Task to carry out =>
Go to the line that contains "Identify the snowman's body" in the listing below, then output it and every line after it exactly, omitting pictures.

Stored data =>
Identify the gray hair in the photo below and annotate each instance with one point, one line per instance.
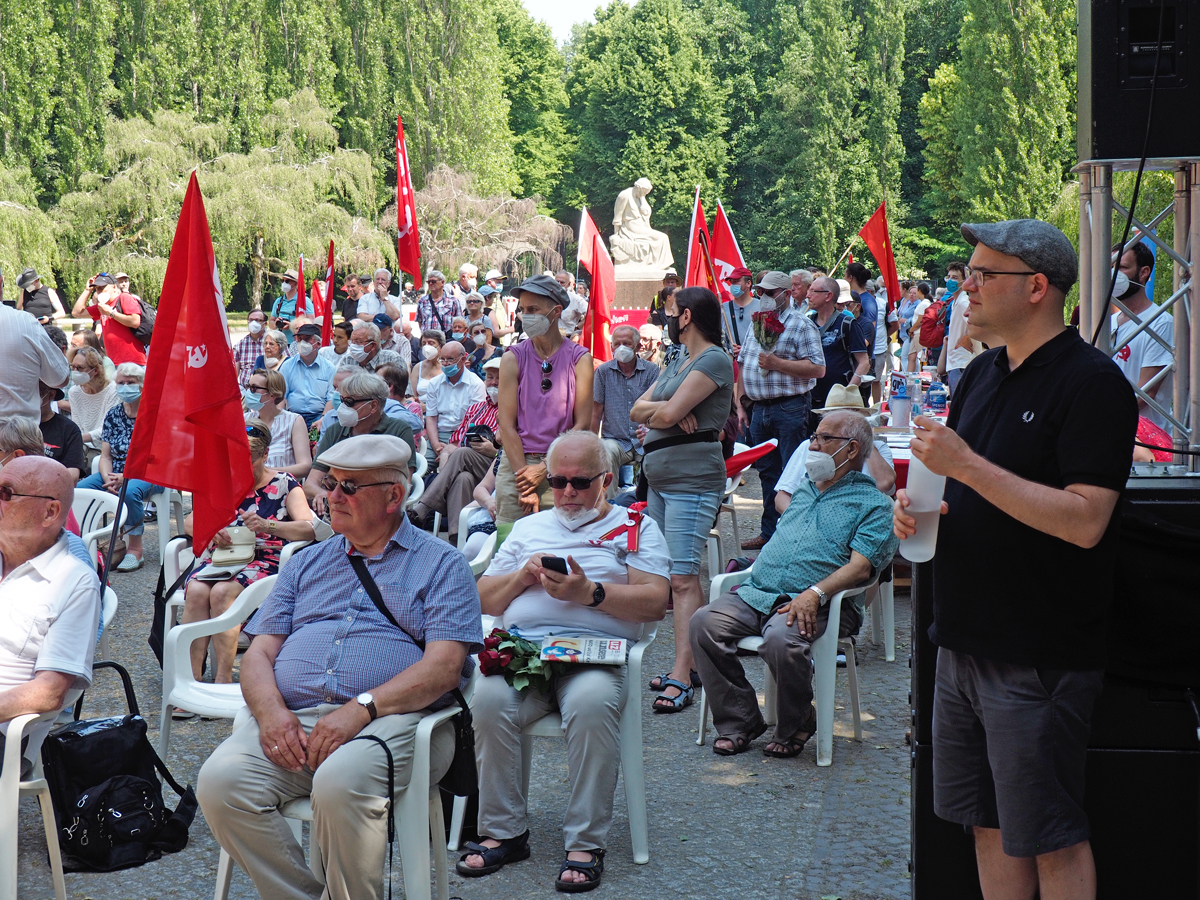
(19, 432)
(366, 384)
(132, 370)
(599, 454)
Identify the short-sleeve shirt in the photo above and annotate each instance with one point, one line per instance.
(339, 645)
(534, 613)
(1003, 589)
(700, 467)
(815, 538)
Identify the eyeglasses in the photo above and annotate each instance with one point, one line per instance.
(348, 487)
(579, 483)
(7, 493)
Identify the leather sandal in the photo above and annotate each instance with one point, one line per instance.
(511, 850)
(593, 871)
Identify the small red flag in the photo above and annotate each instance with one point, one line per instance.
(597, 334)
(190, 432)
(408, 250)
(875, 237)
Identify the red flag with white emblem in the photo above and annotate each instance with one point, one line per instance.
(190, 433)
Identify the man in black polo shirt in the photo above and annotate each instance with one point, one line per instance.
(1037, 450)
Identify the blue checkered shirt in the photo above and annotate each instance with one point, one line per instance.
(801, 340)
(339, 645)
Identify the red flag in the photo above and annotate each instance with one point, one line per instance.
(597, 334)
(726, 252)
(190, 432)
(875, 237)
(408, 250)
(327, 323)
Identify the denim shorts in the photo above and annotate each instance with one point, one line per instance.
(1011, 748)
(685, 520)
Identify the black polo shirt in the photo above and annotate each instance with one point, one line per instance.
(1003, 589)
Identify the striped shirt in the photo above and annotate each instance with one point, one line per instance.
(339, 645)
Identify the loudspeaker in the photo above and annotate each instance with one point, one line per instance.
(1117, 45)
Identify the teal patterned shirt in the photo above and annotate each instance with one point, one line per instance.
(816, 535)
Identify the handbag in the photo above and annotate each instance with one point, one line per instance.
(105, 789)
(462, 777)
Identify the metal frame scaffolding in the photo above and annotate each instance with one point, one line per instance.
(1096, 239)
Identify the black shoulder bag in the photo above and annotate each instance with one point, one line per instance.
(462, 778)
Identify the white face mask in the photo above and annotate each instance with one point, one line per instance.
(623, 353)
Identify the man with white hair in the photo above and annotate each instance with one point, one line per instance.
(611, 582)
(358, 637)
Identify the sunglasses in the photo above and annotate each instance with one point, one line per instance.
(348, 487)
(579, 483)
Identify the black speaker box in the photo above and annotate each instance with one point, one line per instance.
(1117, 45)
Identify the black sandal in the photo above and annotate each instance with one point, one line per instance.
(511, 850)
(741, 742)
(593, 871)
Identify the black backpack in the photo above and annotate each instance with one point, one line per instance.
(106, 792)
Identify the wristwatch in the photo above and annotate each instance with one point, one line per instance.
(367, 701)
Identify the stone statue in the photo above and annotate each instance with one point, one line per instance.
(634, 243)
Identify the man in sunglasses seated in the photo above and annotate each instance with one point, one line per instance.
(328, 665)
(834, 534)
(610, 589)
(360, 412)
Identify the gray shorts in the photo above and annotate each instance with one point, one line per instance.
(1011, 749)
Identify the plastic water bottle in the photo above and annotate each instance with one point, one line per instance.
(924, 492)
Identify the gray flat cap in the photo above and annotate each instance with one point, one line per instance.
(367, 451)
(1037, 244)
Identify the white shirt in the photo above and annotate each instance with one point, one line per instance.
(449, 402)
(29, 357)
(1145, 352)
(534, 613)
(49, 613)
(959, 357)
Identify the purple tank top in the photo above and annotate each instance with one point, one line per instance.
(544, 415)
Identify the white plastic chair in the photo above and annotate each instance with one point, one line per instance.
(420, 827)
(631, 762)
(12, 790)
(825, 669)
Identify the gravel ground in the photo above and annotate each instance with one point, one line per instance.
(743, 826)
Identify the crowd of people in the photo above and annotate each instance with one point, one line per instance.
(601, 483)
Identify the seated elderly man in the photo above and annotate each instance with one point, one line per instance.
(607, 592)
(835, 534)
(51, 600)
(328, 665)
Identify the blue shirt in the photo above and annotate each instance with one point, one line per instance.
(307, 383)
(339, 645)
(815, 538)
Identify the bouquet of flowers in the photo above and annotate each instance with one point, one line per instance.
(516, 659)
(767, 329)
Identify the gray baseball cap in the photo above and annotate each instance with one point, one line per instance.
(1037, 244)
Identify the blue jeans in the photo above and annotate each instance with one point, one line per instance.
(786, 420)
(136, 496)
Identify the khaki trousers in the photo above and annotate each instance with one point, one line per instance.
(241, 791)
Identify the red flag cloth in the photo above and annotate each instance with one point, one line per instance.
(190, 433)
(726, 252)
(327, 323)
(875, 237)
(597, 334)
(408, 249)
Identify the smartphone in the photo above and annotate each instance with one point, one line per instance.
(556, 564)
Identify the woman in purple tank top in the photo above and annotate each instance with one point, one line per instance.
(545, 390)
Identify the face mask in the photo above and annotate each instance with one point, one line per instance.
(535, 325)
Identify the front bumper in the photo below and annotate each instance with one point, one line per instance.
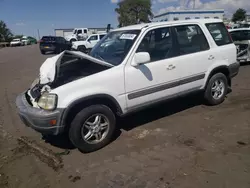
(39, 119)
(234, 69)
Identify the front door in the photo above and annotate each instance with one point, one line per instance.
(158, 79)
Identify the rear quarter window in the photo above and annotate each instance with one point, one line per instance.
(47, 39)
(219, 33)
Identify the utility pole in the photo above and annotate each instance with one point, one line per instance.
(38, 34)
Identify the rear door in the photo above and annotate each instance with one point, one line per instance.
(157, 79)
(241, 39)
(193, 55)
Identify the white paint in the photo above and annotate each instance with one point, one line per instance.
(128, 36)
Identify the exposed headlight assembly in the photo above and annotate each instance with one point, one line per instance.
(47, 101)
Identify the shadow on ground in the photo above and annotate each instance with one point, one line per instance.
(137, 119)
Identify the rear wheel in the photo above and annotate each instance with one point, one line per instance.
(216, 89)
(92, 128)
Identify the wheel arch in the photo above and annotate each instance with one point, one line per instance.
(220, 69)
(76, 106)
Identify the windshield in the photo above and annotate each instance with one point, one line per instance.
(244, 26)
(114, 47)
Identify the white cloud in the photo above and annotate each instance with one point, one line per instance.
(20, 24)
(230, 6)
(114, 1)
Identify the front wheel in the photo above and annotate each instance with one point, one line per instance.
(92, 128)
(216, 89)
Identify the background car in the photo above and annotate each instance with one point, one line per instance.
(32, 40)
(54, 44)
(25, 41)
(86, 45)
(16, 42)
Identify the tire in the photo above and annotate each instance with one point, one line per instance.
(220, 80)
(82, 49)
(78, 131)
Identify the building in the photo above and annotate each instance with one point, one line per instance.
(190, 14)
(65, 32)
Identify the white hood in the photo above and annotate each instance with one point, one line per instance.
(78, 43)
(48, 68)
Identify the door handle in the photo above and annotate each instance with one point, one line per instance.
(211, 57)
(170, 67)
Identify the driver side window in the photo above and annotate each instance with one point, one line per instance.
(93, 38)
(158, 43)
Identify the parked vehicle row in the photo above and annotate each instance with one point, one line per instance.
(241, 38)
(23, 41)
(53, 44)
(131, 68)
(86, 45)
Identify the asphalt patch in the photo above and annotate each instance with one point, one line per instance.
(44, 154)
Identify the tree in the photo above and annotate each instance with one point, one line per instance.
(134, 12)
(5, 33)
(239, 15)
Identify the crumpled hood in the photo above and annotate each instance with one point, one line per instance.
(77, 43)
(49, 68)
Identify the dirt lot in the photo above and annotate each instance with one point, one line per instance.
(179, 144)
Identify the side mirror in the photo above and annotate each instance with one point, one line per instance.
(141, 58)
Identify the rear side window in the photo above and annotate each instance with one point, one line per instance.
(190, 39)
(219, 33)
(101, 36)
(48, 39)
(158, 43)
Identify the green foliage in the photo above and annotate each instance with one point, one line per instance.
(239, 15)
(133, 12)
(5, 33)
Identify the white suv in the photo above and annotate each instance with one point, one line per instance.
(86, 45)
(131, 68)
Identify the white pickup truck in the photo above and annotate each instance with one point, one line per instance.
(86, 45)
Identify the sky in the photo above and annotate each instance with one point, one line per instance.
(28, 16)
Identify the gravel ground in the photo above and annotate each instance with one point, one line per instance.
(179, 144)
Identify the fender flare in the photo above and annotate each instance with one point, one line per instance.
(88, 98)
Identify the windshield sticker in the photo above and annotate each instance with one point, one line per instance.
(128, 36)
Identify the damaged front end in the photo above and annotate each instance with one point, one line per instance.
(59, 70)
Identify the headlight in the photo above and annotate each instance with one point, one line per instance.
(48, 101)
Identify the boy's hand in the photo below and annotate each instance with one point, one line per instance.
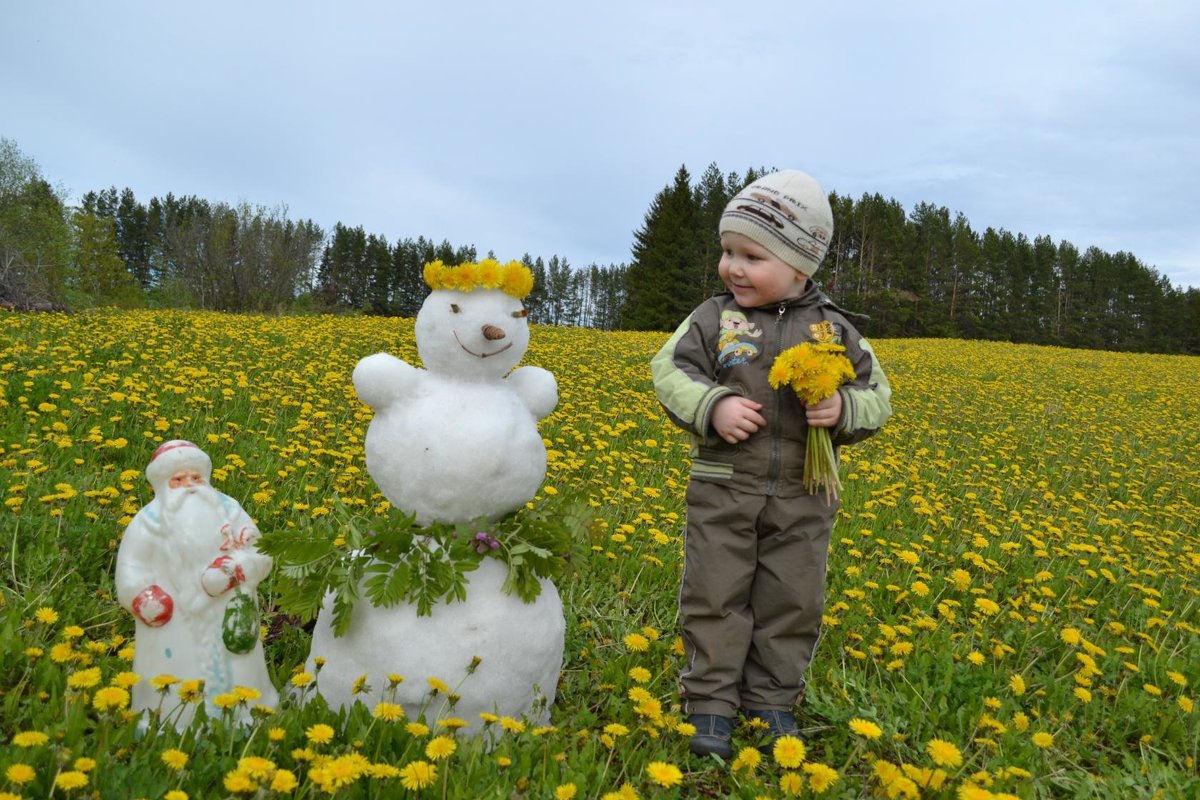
(735, 417)
(826, 413)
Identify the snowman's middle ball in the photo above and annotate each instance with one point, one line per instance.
(463, 445)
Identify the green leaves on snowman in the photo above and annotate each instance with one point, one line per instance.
(239, 629)
(394, 560)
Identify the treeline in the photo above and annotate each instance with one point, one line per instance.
(361, 271)
(922, 274)
(185, 252)
(917, 274)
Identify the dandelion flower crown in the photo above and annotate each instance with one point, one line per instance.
(513, 278)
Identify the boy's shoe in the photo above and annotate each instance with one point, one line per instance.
(713, 737)
(779, 723)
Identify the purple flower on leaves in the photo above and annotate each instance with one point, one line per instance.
(485, 542)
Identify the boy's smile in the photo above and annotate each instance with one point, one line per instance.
(755, 275)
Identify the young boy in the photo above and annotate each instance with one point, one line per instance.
(756, 541)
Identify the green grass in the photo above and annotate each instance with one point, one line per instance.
(1029, 512)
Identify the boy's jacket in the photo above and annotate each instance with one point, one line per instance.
(723, 349)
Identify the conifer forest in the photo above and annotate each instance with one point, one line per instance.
(924, 271)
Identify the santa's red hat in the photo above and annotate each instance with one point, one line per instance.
(173, 456)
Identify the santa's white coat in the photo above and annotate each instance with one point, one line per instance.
(190, 645)
(454, 441)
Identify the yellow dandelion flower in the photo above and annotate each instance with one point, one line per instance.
(71, 780)
(319, 734)
(987, 607)
(191, 691)
(636, 643)
(821, 776)
(283, 781)
(747, 761)
(162, 683)
(238, 782)
(513, 725)
(418, 775)
(1043, 739)
(865, 729)
(789, 752)
(301, 679)
(441, 747)
(226, 701)
(246, 693)
(970, 791)
(63, 653)
(663, 774)
(19, 774)
(943, 753)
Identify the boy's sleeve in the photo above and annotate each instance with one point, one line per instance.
(684, 378)
(867, 401)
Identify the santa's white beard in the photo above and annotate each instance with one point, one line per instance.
(192, 522)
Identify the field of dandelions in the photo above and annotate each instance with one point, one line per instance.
(1012, 594)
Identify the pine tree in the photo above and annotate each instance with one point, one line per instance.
(660, 288)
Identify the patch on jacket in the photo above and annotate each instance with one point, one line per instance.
(736, 342)
(826, 331)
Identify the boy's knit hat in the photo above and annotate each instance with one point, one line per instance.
(789, 214)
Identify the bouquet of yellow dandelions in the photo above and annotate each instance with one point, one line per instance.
(815, 371)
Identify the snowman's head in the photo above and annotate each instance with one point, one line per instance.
(475, 335)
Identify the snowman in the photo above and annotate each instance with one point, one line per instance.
(455, 441)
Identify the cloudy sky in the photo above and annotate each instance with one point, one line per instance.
(547, 127)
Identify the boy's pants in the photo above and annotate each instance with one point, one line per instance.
(751, 596)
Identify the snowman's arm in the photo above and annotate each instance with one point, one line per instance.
(382, 378)
(537, 389)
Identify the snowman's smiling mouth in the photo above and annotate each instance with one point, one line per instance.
(479, 355)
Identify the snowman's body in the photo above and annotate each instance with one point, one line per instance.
(489, 461)
(455, 441)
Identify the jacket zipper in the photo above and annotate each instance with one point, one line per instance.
(777, 434)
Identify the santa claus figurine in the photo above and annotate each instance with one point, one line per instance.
(187, 569)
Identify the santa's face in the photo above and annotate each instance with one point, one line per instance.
(472, 335)
(186, 477)
(190, 504)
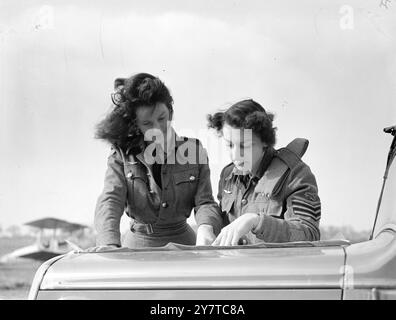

Answer space =>
Identify the snowman's body in the photo above and annotate each instance with one point, one line per instance.
(489, 461)
(455, 441)
Identify the jacket zipper in the photo above and annotate each instance with one point, one line per instance.
(777, 434)
Identify the santa claus figurine in the photo above and annotate each instance with one point, one line per instance.
(187, 569)
Identify the santa's face in the photo above and annotate each instance with one point, one line per instance.
(472, 335)
(186, 477)
(190, 504)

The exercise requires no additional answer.